### WHAT IS NEEDED
Change each "locate" to "find" in the entries, starting from the beginning and going on through the line that contains "333, 259, 347, 272". Rewrite those lines with everything else unchanged, and leave the pictures out.

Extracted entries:
----
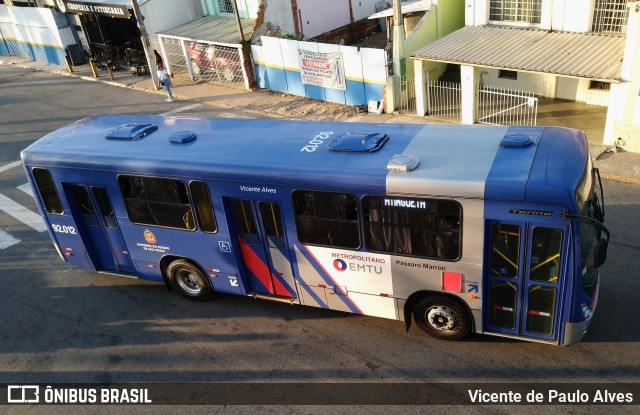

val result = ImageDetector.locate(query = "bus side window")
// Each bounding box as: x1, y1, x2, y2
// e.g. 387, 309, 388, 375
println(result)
293, 190, 360, 249
33, 168, 64, 215
362, 196, 462, 260
189, 181, 218, 233
118, 175, 195, 230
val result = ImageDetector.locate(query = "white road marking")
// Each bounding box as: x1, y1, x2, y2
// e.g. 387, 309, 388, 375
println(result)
16, 183, 34, 197
0, 160, 22, 173
158, 104, 202, 115
0, 194, 47, 232
0, 230, 20, 249
217, 112, 249, 118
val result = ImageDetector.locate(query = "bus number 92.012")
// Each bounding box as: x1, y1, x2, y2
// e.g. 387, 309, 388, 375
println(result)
51, 224, 76, 235
300, 131, 333, 153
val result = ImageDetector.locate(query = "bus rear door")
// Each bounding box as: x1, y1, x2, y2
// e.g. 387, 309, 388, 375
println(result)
63, 183, 135, 273
227, 199, 297, 298
484, 222, 565, 340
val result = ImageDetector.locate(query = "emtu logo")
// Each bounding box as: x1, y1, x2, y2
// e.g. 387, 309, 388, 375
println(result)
333, 259, 347, 272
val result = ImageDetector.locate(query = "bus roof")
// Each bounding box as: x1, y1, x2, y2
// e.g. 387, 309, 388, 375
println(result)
22, 115, 588, 206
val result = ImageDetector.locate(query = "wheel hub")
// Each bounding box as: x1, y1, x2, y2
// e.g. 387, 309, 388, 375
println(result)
178, 272, 202, 294
426, 306, 457, 331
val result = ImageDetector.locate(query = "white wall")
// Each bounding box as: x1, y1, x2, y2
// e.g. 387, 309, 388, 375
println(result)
140, 0, 203, 35
0, 4, 65, 47
298, 0, 350, 39
351, 0, 393, 22
480, 68, 556, 98
254, 0, 296, 37
465, 0, 595, 32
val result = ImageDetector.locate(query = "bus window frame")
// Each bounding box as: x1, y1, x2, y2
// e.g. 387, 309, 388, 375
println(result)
116, 173, 200, 232
187, 179, 220, 234
31, 167, 65, 216
360, 194, 464, 262
290, 188, 364, 251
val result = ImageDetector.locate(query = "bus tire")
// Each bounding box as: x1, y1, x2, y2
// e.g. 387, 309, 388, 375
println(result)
413, 296, 471, 340
167, 259, 213, 301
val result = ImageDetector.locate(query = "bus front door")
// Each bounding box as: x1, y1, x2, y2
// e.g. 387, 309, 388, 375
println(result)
228, 199, 297, 298
64, 184, 135, 273
484, 223, 563, 340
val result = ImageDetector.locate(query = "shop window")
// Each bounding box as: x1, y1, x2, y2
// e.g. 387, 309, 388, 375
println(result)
589, 81, 611, 91
498, 69, 518, 81
218, 0, 233, 13
489, 0, 542, 23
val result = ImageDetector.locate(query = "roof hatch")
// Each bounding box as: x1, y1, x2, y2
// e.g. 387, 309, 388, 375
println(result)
327, 132, 389, 153
169, 131, 196, 144
105, 122, 158, 140
387, 154, 420, 173
500, 134, 533, 148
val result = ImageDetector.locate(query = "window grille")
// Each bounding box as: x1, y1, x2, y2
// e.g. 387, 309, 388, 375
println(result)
218, 0, 233, 13
589, 81, 611, 91
498, 69, 518, 81
592, 0, 629, 35
489, 0, 542, 23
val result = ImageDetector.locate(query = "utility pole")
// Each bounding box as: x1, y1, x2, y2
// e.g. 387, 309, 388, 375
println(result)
231, 0, 244, 42
131, 0, 158, 89
391, 0, 407, 76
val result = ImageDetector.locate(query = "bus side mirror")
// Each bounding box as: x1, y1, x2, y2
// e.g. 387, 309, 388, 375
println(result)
593, 238, 609, 268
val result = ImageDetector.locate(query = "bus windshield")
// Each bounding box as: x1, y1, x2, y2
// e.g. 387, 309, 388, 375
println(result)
575, 157, 608, 296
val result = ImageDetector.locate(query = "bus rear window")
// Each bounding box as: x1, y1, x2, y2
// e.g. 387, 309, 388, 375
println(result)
33, 169, 64, 215
293, 190, 360, 249
118, 175, 196, 230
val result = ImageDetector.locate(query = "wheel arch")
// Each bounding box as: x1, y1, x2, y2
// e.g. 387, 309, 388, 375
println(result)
160, 255, 213, 291
404, 290, 476, 333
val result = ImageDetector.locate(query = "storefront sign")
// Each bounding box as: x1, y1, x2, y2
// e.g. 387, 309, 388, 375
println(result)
298, 49, 346, 91
56, 0, 129, 19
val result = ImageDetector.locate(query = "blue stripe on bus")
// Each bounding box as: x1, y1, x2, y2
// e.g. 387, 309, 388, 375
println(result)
298, 245, 364, 314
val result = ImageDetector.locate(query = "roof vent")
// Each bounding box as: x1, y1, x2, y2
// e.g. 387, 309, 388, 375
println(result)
327, 132, 389, 153
500, 134, 533, 148
169, 131, 196, 144
105, 122, 158, 140
387, 154, 420, 173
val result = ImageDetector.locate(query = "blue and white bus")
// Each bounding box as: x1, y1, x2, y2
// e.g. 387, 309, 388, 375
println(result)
22, 115, 609, 345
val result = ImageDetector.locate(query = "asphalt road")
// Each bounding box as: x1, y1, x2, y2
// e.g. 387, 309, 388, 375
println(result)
0, 65, 640, 414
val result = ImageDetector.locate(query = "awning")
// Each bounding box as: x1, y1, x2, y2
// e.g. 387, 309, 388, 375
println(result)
56, 0, 133, 19
158, 16, 255, 45
369, 0, 431, 19
412, 26, 625, 81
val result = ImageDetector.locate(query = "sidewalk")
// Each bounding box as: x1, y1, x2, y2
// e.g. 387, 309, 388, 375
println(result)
0, 56, 640, 184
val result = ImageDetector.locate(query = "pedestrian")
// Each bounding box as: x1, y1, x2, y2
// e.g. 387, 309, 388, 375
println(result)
153, 49, 173, 102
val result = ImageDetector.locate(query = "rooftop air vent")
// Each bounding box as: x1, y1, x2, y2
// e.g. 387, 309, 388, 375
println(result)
169, 131, 196, 144
327, 132, 389, 153
387, 154, 420, 172
500, 134, 533, 148
105, 123, 158, 140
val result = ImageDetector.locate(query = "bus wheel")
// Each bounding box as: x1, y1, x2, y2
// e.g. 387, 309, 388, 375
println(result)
413, 296, 471, 340
167, 259, 213, 301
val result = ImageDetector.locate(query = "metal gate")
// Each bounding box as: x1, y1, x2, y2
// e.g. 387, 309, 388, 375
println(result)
393, 75, 416, 111
427, 82, 462, 121
0, 22, 20, 56
478, 86, 538, 125
157, 35, 249, 89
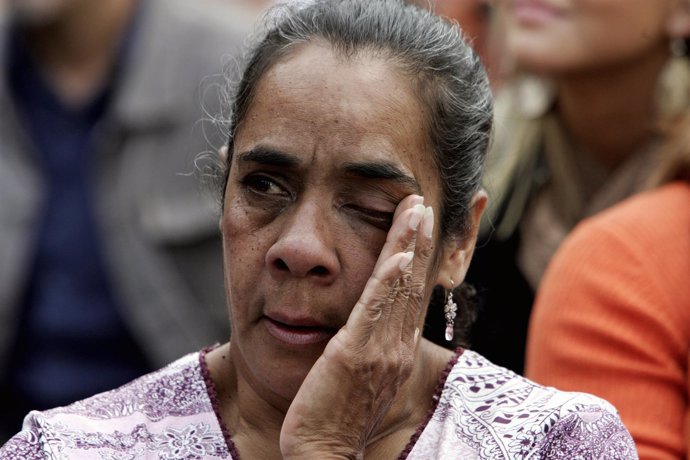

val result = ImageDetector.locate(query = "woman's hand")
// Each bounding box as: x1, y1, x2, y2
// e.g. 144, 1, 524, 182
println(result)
280, 195, 434, 459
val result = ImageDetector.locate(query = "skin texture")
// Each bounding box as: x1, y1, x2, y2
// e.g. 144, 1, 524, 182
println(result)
208, 43, 486, 458
500, 0, 678, 74
498, 0, 690, 169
----
### WRITTEN SOLUTION
val result = ImageDetector.find(query = "bus side window")
// Each bounding box as: x1, y1, x2, y2
// e.g. 387, 309, 388, 375
println(result)
293, 190, 360, 249
33, 168, 64, 215
362, 196, 462, 260
189, 181, 218, 233
118, 175, 195, 230
val result = ImageDetector.find(query = "white road marking")
// Each bounding box as: x1, y1, x2, y2
// e.g. 387, 309, 388, 375
println(result)
16, 183, 34, 197
0, 160, 22, 173
158, 104, 202, 115
0, 194, 47, 232
0, 230, 20, 249
217, 112, 249, 118
val result = ImageDetector.find(query = "bus number 92.012")
// Each bounding box as: x1, y1, x2, y2
// e.g. 387, 309, 388, 375
println(result)
51, 224, 76, 235
300, 131, 333, 153
val result = ImageDetector.find(query = "bus rear door")
// Each bounding box as: x1, y1, x2, y2
// e.g. 387, 309, 388, 375
println(result)
63, 183, 135, 273
227, 199, 297, 298
484, 222, 565, 340
val result = ImageDetector.find(query = "emtu logo")
// Each bounding box as: x1, y1, x2, y2
// e.g. 387, 309, 388, 375
println(result)
333, 259, 347, 272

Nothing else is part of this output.